**REQUIRED TASK:** Resume the Pthreads introduction below from the point where it stops.

**EXCERPTED PASSAGE:**
════════════════════

Introduction to Pthreads
========================

We illustrate the use of pthreads to implement the work crew model,
working to process a sequence of jobs, given in a queue.

the POSIX threads programming interface
---------------------------------------

Before we start programming
programming shared memory parallel computers,
let us specify the relation between threads and processes.

.. index:: thread, process, stack, heap

A thread is a single sequential flow within a process.
Multiple threads within one process share heap storage,
static storage, and code.
Each thread has its own registers and stack.
Threads share the same single address space
and synchronization is needed when threads access same memory locations.
A single threaded process is depicted in 
:numref:`figthreadedprocess` next to a multithreaded process.

.. _figthreadedprocess:

.. figure:: ./figthreadedprocess.png
    :align: center

    At the left we see a process with one single thread
    and at the right a multithreaded process.

Threads share the same single address space
and synchronization is needed when threads access same memory locations.
Multiple threads within one process share 
heap storage, for dynamic allocation and deallocation;
static storage, fixed space; and code.
Each thread has its own registers and stack.

The difference between the stack and the heap:

* stack: Memory is allocated by reserving a block of fixed size
  on top of the stack.
  Deallocation is adjusting the pointer to the top.

* heap: Memory can be allocated at any time and of any size.

.. index:: thread safe

Every call to ``calloc`` (or ``malloc``) and the deallocation
with ``free`` involves the heap.
Memory allocation or deallocation should typically happen
respectively before or after the running of multiple threads.

════════════════════

**DATA SHOWN:**
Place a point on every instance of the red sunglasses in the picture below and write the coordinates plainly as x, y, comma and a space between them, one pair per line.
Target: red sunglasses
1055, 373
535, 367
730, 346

════════════════════

**WRITTEN ANSWER:**
In a multithreaded process, the memory allocation and deallocation
should otherwise occur in a critical section.
Code is *thread safe* if its simultaneous execution by
multiple threads is correct.

For UNIX systems, 
a standardized C language threads programming interface
has been specified by the IEEE POSIX 1003.1c standard.
POSIX stands for Portable Operating System Interface.
Implementations of this :index:`POSIX` threads programming interface
are referred to as POSIX threads, or Pthreads.
We can see that ``gcc`` supports posix threads when
we ask for its version number:

::

   $ gcc -v
   ... output omitted ...
   Thread model: posix
   ... output omitted ...

In a C program we just insert

::

   #include <pthread.h>

and compilation may require the switch ``-pthread``

:: 

   $ gcc -pthread program.c

Using Pthreads
--------------

Our first program with Pthreads is once again a hello world.
We define the function each thread executes:

::

   #include <stdio.h>
   #include <stdlib.h>
   #include <pthread.h>

   void *say_hi ( void *args );
   /* 
    * Every thread executes say_hi.
    * The argument contains the thread id. */

   int main ( int argc, char* argv[] ) { ... }

   void *say_hi ( void *args )
   {
      int *i = (int*) args;
      printf("hello world from thread %d!\n",*i);
      return NULL;
   }

Typing ``gcc -o /tmp/hello_pthreads hello_pthreads.c``
at the command prompt compiles the program and execution
goes as follows:

::

   $ /tmp/hello_pthreads
   How many threads ? 5
   creating 5 threads ...
   waiting for threads to return ...
   hello world from thread 0!
   hello world from thread 2!
   hello world from thread 3!
   hello world from thread 1!
   hello world from thread 4!
   $ 

Below is the main program:

::

   int main ( int argc, char* argv[] )
   {
      printf("How many threads ? ");
      int n; scanf("%d",&n);
      {
         pthread_t t[n];
         pthread_attr_t a;
         int i,id[n];
         printf("creating %d threads ...\n",n);
         for(i=0; i<n; i++)
         {
            id[i] = i;
            pthread_attr_init(&a);
            pthread_create(&t[i],&a,say_hi,(void*)&id[i]);
         }
         printf("waiting for threads to return ...\n");
         for(i=0; i<n; i++) pthread_join(t[i],NULL);
      }
      return 0;
   }

In order to avoid sharing data between threads,
To each thread we pass its unique identification label.
To ``say_hi`` we pass the address of the label.
With the array ``id[n]`` we have ``n`` distinct addresses:

::

   pthread_t t[n];
   pthread_attr_t a;
   int i,id[n];
   for(i=0; i<n; i++)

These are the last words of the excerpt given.